• **Task goal**
Beginning at the line that contains "TARGET = white tarpaulin", reproduce every line to the end of the material without changing any of them.

— begin —

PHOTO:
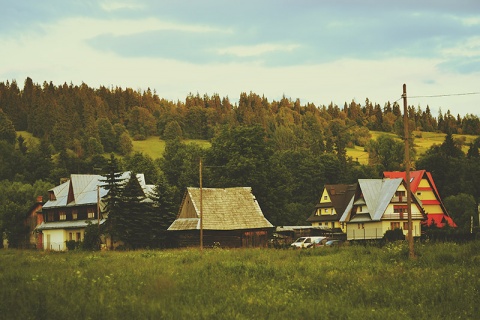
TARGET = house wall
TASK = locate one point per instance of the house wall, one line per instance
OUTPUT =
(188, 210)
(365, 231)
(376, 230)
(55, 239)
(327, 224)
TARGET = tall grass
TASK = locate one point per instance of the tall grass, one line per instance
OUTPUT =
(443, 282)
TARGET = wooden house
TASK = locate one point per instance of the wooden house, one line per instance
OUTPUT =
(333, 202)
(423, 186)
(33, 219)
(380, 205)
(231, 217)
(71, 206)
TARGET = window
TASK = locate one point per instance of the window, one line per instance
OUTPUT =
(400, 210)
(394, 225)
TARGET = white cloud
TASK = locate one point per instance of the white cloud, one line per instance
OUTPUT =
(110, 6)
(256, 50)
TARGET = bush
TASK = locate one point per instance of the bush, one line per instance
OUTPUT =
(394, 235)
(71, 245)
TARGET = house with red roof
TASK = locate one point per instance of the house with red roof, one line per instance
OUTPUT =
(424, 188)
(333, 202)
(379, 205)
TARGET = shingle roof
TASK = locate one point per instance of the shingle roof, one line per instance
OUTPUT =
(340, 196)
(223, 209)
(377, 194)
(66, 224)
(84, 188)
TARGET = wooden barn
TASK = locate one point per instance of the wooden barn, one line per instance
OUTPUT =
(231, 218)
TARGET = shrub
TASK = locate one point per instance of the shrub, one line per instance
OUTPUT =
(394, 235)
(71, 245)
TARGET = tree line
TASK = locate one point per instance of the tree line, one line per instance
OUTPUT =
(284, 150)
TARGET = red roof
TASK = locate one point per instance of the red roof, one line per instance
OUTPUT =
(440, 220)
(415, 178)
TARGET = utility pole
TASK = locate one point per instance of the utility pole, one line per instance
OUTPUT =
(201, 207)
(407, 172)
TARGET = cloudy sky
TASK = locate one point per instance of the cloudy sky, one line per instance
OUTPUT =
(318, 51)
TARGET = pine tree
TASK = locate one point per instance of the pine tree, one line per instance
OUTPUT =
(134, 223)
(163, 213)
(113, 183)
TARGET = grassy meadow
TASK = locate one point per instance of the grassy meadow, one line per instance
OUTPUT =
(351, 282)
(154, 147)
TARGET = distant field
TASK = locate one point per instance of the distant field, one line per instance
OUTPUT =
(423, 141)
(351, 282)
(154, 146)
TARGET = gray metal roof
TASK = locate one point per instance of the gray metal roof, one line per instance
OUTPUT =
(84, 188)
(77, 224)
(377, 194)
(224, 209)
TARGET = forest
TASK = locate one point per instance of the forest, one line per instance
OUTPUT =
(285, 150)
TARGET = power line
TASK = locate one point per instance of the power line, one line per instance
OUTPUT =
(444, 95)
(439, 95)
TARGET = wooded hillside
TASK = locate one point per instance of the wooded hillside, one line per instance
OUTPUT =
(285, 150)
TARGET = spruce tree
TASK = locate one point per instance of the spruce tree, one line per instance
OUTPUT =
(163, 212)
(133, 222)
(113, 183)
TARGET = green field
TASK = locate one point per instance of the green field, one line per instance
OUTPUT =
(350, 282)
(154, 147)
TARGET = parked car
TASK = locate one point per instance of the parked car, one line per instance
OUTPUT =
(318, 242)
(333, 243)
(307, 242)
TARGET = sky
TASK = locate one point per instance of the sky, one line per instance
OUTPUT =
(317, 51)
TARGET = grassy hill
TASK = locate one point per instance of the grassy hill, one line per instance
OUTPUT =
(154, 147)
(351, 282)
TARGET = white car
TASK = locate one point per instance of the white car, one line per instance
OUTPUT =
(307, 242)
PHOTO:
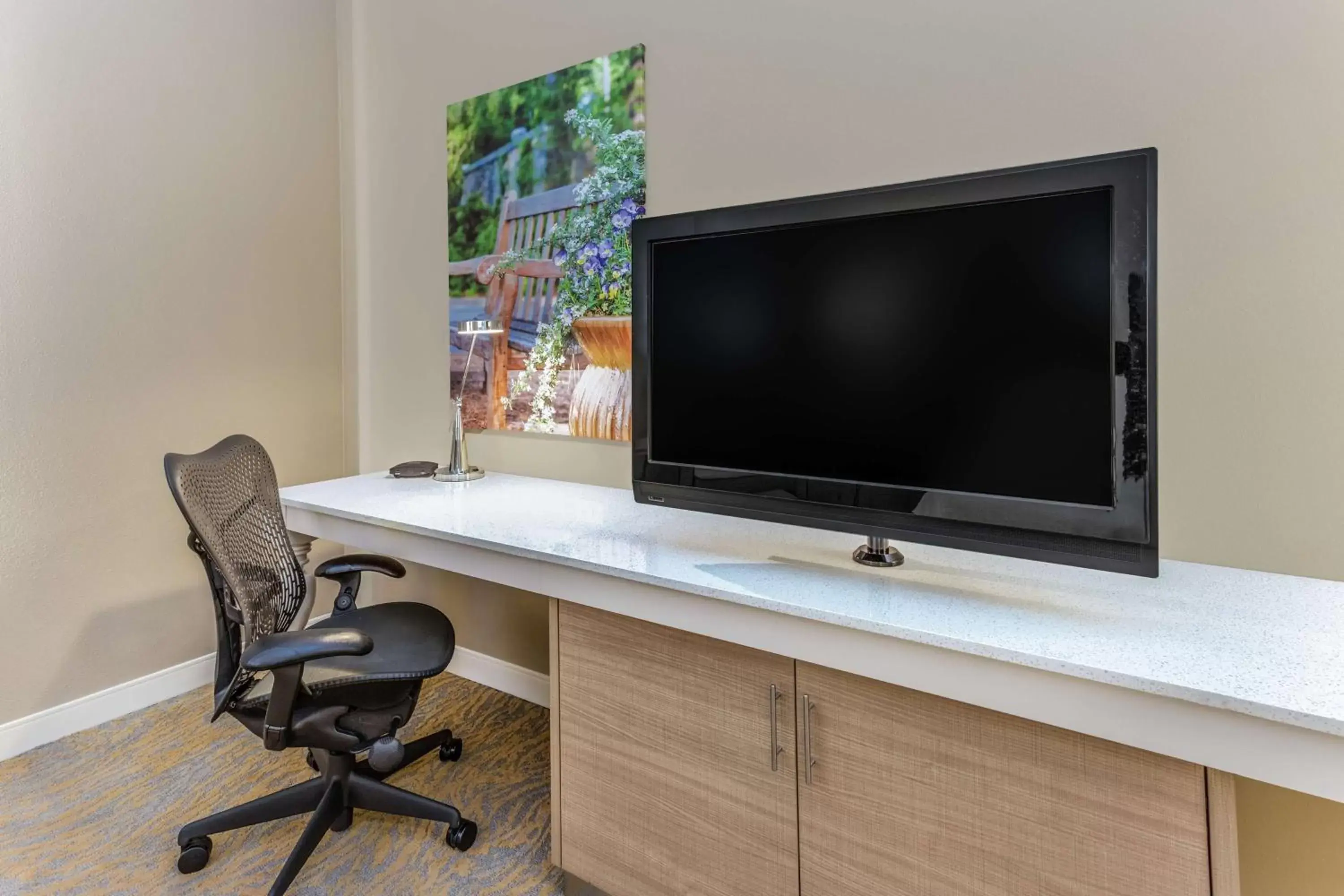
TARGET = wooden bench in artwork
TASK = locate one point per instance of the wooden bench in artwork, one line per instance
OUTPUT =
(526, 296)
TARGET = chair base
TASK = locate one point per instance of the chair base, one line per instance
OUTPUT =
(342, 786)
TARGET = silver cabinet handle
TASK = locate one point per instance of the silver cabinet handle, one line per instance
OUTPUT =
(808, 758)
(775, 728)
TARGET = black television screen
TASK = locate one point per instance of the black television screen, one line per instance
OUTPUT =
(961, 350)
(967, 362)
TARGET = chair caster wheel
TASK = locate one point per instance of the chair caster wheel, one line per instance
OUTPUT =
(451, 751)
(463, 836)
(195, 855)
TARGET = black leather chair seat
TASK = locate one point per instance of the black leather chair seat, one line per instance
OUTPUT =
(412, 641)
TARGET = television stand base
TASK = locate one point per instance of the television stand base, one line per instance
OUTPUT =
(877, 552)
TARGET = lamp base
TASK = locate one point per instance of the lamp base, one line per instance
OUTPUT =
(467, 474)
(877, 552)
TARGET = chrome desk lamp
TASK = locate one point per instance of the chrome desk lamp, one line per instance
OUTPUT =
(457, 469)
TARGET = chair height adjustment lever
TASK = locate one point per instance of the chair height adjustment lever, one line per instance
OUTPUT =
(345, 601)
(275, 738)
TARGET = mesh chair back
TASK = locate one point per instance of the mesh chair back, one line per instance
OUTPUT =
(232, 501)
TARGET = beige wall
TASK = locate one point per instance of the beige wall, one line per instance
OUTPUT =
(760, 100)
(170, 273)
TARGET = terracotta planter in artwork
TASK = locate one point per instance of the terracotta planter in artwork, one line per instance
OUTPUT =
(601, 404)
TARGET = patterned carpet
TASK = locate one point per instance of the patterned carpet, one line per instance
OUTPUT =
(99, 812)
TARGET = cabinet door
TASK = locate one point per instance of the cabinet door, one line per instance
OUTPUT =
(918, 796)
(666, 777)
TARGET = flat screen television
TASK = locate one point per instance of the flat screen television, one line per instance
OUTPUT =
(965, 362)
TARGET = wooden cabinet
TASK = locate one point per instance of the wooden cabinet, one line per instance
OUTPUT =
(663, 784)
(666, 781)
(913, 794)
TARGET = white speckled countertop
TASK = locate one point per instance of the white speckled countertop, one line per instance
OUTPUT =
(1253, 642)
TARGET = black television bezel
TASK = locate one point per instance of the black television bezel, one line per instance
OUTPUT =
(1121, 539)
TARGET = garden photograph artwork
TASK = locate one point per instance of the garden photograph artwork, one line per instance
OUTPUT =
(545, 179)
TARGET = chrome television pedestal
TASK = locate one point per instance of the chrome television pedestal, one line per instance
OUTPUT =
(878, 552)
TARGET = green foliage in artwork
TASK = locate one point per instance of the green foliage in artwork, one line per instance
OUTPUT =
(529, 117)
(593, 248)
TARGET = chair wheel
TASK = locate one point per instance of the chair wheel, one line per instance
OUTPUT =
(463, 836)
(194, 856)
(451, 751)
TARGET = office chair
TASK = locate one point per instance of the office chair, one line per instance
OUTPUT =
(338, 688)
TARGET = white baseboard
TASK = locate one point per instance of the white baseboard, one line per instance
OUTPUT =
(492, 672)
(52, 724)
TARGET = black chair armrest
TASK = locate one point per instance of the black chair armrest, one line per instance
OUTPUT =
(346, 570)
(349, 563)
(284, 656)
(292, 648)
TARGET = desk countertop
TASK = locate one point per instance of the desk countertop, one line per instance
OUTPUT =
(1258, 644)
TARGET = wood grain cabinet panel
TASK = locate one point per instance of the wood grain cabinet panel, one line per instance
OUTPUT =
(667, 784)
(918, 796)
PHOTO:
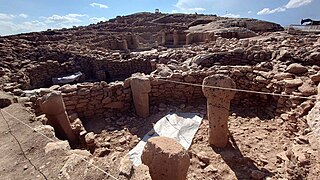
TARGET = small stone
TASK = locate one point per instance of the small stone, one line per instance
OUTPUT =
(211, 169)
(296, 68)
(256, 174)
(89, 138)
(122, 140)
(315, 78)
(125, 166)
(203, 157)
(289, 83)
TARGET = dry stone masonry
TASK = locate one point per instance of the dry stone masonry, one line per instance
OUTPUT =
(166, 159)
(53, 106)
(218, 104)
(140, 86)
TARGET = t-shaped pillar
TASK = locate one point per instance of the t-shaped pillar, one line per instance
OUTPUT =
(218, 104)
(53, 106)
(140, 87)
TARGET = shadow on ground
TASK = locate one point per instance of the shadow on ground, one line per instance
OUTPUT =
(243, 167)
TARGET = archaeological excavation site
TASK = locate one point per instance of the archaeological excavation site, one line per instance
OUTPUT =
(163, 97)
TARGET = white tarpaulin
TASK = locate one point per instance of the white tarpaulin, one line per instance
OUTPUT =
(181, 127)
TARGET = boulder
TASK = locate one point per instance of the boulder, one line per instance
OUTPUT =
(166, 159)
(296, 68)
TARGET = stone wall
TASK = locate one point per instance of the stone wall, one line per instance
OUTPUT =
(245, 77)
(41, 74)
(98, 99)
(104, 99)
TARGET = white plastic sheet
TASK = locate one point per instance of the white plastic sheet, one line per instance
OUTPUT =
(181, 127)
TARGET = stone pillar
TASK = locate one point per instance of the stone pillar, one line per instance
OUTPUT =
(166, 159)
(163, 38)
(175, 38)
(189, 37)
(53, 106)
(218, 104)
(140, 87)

— end —

• **Output below**
TARGET = white tarpaulin
TASK = locate one point per instance of the white tarpaulin, one line per instance
OUTPUT =
(181, 127)
TARGET = boulder
TASK = locate one point per instance of the boulder, one line per instance
OUTPUT =
(166, 159)
(296, 68)
TARGET = stone wall
TASK = locate one point per instance of the stone wall, one line per instance
OUTPUT =
(245, 77)
(41, 74)
(98, 99)
(104, 99)
TARGET = white plastic sheet
TASK = locate one point per instance of the white plastic sheet, one line per instance
OUTPUT =
(181, 127)
TARGET = stone pillar
TASK = locate one point per instance of the stone pillar, one line per instance
OUTPUT =
(166, 159)
(163, 38)
(175, 38)
(189, 37)
(53, 106)
(218, 104)
(140, 87)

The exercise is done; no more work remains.